## Problem statement
Scan the entries and copy each line where the word "below" is present.

>>>>>

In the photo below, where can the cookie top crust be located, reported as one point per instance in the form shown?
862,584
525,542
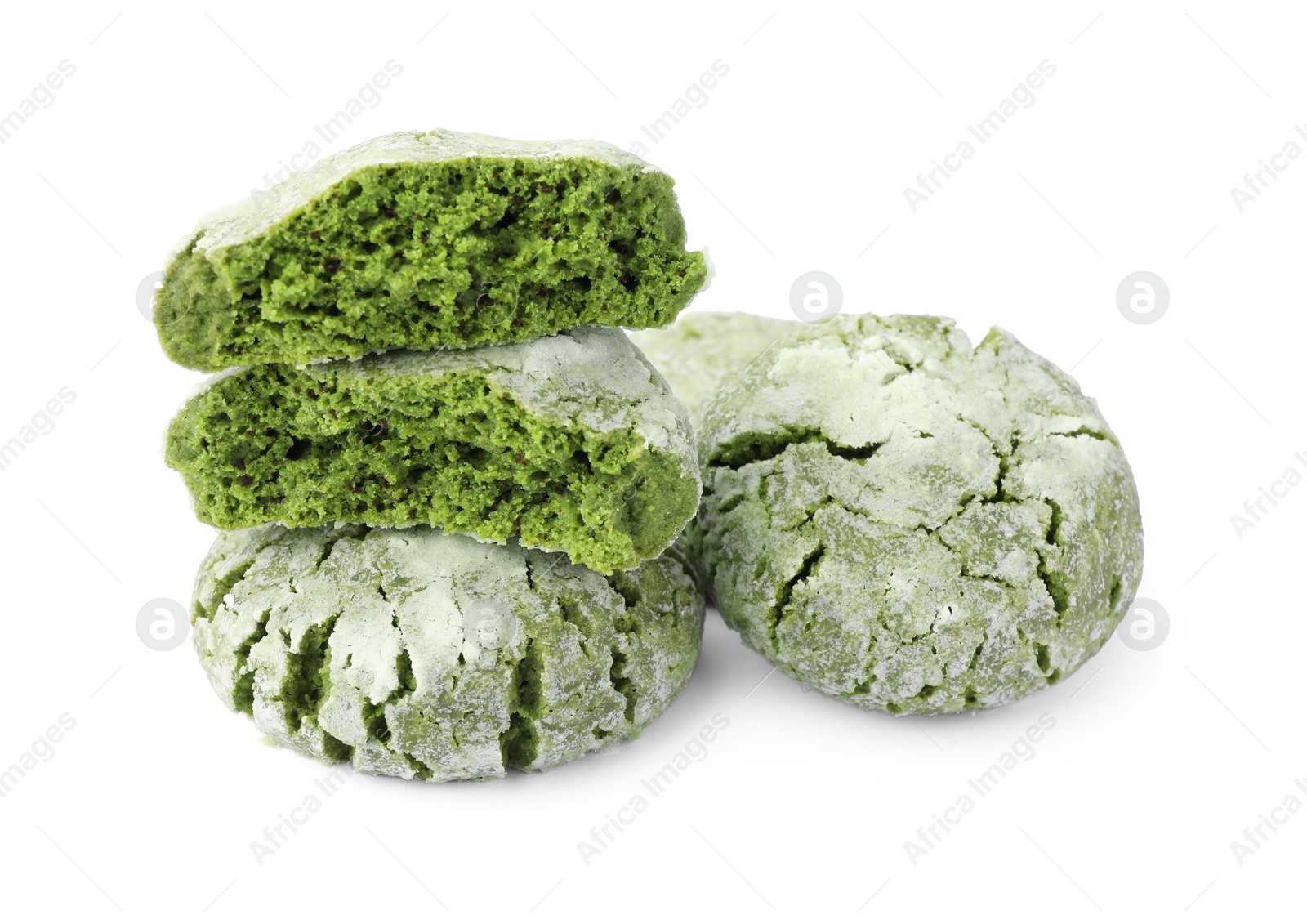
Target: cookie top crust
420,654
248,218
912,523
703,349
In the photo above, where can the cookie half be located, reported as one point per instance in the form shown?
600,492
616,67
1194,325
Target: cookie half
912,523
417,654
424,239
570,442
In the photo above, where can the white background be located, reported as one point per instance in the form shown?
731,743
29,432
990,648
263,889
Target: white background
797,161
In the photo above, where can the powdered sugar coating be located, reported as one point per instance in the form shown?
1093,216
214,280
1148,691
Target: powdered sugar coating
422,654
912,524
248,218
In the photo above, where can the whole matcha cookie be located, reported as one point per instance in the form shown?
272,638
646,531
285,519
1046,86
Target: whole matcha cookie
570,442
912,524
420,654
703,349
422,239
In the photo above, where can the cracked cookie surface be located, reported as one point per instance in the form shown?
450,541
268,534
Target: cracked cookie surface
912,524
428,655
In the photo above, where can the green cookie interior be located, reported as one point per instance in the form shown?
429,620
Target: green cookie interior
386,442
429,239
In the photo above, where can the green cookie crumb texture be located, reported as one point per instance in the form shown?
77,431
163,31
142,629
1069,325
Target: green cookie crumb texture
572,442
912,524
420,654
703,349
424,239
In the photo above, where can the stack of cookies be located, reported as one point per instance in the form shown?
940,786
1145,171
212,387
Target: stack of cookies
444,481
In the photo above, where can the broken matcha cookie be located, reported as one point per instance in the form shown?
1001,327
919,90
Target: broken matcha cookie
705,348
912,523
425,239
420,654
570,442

<<<<<
>>>>>

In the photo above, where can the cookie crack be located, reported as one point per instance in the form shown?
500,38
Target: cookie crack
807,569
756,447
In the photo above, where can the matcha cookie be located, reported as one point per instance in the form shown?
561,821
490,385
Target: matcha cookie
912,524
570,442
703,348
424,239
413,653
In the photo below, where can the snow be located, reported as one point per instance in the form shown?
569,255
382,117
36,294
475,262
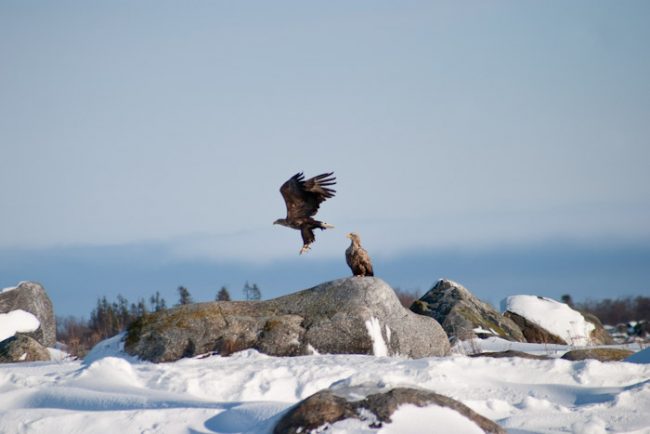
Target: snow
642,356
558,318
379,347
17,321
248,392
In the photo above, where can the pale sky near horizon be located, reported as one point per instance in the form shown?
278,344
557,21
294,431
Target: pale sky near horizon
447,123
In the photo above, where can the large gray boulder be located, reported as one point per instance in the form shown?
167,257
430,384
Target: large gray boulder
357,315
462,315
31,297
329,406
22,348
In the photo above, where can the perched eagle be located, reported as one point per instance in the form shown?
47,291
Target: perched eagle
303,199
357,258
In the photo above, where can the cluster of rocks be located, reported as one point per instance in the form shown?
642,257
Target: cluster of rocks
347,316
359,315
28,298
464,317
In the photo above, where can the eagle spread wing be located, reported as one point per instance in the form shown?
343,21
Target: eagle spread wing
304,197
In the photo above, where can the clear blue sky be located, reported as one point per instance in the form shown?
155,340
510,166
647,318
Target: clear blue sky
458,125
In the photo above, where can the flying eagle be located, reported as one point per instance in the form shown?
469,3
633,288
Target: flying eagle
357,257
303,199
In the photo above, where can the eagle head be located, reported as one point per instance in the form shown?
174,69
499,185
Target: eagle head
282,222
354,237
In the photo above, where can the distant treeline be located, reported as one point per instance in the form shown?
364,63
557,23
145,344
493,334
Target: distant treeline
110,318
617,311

<<<<<

## Expected answer
In the photo below, where can the cookie top crust be located, reported as one point per instance in the form shown?
In the photo below, where can the snow be located, reported as one point per instance in the form shown?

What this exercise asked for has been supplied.